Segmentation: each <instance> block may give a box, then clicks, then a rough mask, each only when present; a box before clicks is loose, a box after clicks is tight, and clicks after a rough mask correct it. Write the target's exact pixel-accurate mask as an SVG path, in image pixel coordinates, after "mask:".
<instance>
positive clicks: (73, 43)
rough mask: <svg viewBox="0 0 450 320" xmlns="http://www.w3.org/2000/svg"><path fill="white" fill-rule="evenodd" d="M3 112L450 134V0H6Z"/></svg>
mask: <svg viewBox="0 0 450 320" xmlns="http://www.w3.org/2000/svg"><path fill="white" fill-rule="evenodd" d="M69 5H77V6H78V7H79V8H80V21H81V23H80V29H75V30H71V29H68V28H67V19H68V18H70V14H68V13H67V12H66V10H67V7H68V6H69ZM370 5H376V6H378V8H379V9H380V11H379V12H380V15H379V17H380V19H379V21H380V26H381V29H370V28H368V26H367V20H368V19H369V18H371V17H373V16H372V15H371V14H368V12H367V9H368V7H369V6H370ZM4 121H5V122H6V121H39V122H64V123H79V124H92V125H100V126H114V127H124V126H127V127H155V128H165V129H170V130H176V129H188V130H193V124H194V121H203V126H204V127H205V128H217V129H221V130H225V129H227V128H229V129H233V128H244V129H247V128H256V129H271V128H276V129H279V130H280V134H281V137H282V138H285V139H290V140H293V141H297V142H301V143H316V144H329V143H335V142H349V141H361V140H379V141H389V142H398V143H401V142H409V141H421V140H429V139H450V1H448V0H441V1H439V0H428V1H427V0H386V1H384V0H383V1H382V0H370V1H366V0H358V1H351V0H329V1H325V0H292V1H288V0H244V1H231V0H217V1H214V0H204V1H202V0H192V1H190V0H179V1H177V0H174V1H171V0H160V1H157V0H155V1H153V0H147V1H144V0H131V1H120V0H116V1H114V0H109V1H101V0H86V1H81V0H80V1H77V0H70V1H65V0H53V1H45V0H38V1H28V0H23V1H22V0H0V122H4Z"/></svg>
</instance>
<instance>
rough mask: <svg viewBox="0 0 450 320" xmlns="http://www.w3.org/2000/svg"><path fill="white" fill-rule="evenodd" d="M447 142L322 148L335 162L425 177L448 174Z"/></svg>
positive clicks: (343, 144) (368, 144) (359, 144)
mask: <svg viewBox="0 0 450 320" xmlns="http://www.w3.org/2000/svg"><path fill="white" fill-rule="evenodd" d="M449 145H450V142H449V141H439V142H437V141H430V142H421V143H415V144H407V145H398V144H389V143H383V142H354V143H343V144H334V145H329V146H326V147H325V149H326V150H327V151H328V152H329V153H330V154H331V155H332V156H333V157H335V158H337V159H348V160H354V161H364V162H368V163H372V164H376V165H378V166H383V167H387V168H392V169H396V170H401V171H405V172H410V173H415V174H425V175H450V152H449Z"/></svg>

________________________

Restate the records above word for word.

* WRITTEN RESPONSE
Segmentation: each <instance> block may give a box, then clicks, then a rough mask, each only when present; a box before clicks is loose, a box after clicks is tight, and clicks after a rough mask correct it. Write the target's exact pixel-accurate mask as an SVG path, in image pixel coordinates, after "mask:".
<instance>
positive clicks: (73, 43)
rough mask: <svg viewBox="0 0 450 320" xmlns="http://www.w3.org/2000/svg"><path fill="white" fill-rule="evenodd" d="M3 112L450 134V0H6Z"/></svg>
mask: <svg viewBox="0 0 450 320" xmlns="http://www.w3.org/2000/svg"><path fill="white" fill-rule="evenodd" d="M69 5H77V6H78V7H79V8H80V21H81V23H80V29H75V30H71V29H68V28H67V19H68V18H70V14H68V13H67V12H66V10H67V7H68V6H69ZM370 5H376V6H378V8H379V9H380V11H379V12H380V15H379V17H380V19H379V21H380V26H381V29H370V28H368V26H367V20H368V19H369V18H371V17H373V16H372V15H371V14H368V12H367V9H368V7H369V6H370ZM4 121H5V122H6V121H39V122H64V123H79V124H92V125H100V126H114V127H124V126H127V127H155V128H165V129H170V130H176V129H188V130H193V124H194V121H203V126H204V127H205V128H217V129H221V130H225V129H227V128H229V129H233V128H244V129H247V128H256V129H271V128H276V129H279V130H280V134H281V137H282V138H285V139H290V140H293V141H297V142H301V143H316V144H329V143H335V142H349V141H361V140H379V141H389V142H398V143H401V142H409V141H421V140H429V139H450V1H448V0H441V1H439V0H428V1H427V0H386V1H384V0H383V1H382V0H370V1H366V0H358V1H351V0H329V1H325V0H292V1H288V0H244V1H231V0H217V1H214V0H204V1H202V0H192V1H190V0H179V1H177V0H174V1H171V0H160V1H157V0H155V1H153V0H147V1H144V0H131V1H120V0H116V1H114V0H109V1H101V0H86V1H81V0H80V1H77V0H70V1H65V0H53V1H45V0H38V1H28V0H23V1H22V0H0V122H4Z"/></svg>
</instance>
<instance>
rough mask: <svg viewBox="0 0 450 320" xmlns="http://www.w3.org/2000/svg"><path fill="white" fill-rule="evenodd" d="M447 142L322 148L335 162L425 177L448 174Z"/></svg>
positive clicks: (343, 144) (368, 144) (359, 144)
mask: <svg viewBox="0 0 450 320" xmlns="http://www.w3.org/2000/svg"><path fill="white" fill-rule="evenodd" d="M449 145H450V142H449V141H439V142H437V141H430V142H421V143H415V144H407V145H398V144H389V143H383V142H354V143H343V144H334V145H329V146H326V147H325V149H326V150H327V151H328V152H329V153H330V154H331V155H332V156H333V157H335V158H337V159H348V160H354V161H364V162H368V163H372V164H376V165H378V166H383V167H387V168H392V169H396V170H401V171H405V172H410V173H415V174H425V175H450V152H449Z"/></svg>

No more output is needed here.